● **Source document**
┄┄┄┄┄┄

Stock-Based Compensation Expense
We account for stock-based compensation in accordance with the provisions of FAS 123R, “Share-Based Payment” (“FAS123R”). Under the fair value recognition provisions of FAS 123R, stock-based compensation cost is estimated at the grant date based on the fair value of the award and is recognized as expense ratably over the requisite service period of the award. Determining the appropriate fair value model and calculating the fair value of the stock-based awards, which includes estimates of stock price volatility, forfeiture rates and expected lives, requires judgment that could materially impact our operating results.

┄┄┄┄┄┄

● **Supplied information**
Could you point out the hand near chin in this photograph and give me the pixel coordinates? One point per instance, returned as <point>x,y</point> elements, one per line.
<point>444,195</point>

┄┄┄┄┄┄

● **Jobs**
a) According to the stock-based compensation passage, when is stock-based compensation cost estimated?
b) Reproduce the stock-based compensation passage from "Stock-Based Compensation Expense" to "our operating results.".
c) Carry on the stock-based compensation passage from its last sentence.
The data above has no connection to the stock-based compensation passage.

● **Outputs by task**
a) At the grant date, based on the fair value of the award.

b)
Stock-Based Compensation Expense
We account for stock-based compensation in accordance with the provisions of FAS 123R, “Share-Based Payment” (“FAS123R”). Under the fair value recognition provisions of FAS 123R, stock-based compensation cost is estimated at the grant date based on the fair value of the award and is recognized as expense ratably over the requisite service period of the award. Determining the appropriate fair value model and calculating the fair value of the stock-based awards, which includes estimates of stock price volatility, forfeiture rates and expected lives, requires judgment that could materially impact our operating results.

c)
Fair Value Measurements
In September 2006, the FASB issued FAS No. 157, “Fair Value Measurements,” (“FAS 157”), which is effective for fiscal years beginning after November 15, 2007 and for interim periods within those years. We adopted FAS 157 on December 31, 2007 with the exception of the application of the statement to non-recurring non-financial assets and non-financial liabilities. We adopted FAS 157 as it relates to non-financial assets and liabilities on December 29, 2008, the first day of our fiscal year beginning after November 15, 2008, which is the end of the one-year deferral period proscribed in FSP 157-2 “Effective Date of FASB Statement No. 157”. FAS 157 defines fair value, establishes a framework for measuring fair value and expands the related disclosure requirements. This statement applies under other accounting pronouncements that require or permit fair value measurements. and establishes a fair value hierarchy that prioritizes the inputs to valuation techniques used to measure fair value into three broad levels which distinguish between assumptions based on market data (observable inputs) and our assumptions (unobservable inputs). The level in the fair value hierarchy within which the respective fair value measurement falls is determined based on the lowest level input that is significant to the measurement in its entirety. Level 1 inputs are quoted market prices in active markets for identical assets or liabilities, Level 2 inputs are other than quotable market prices included in Level 1 that are observable for the asset or liability either directly or indirectly through corroboration with observable market data. Level 3 inputs are unobservable inputs for the assets or liabilities that reflect management’s own assumptions about the assumptions market participants would use in pricing the asset or liability.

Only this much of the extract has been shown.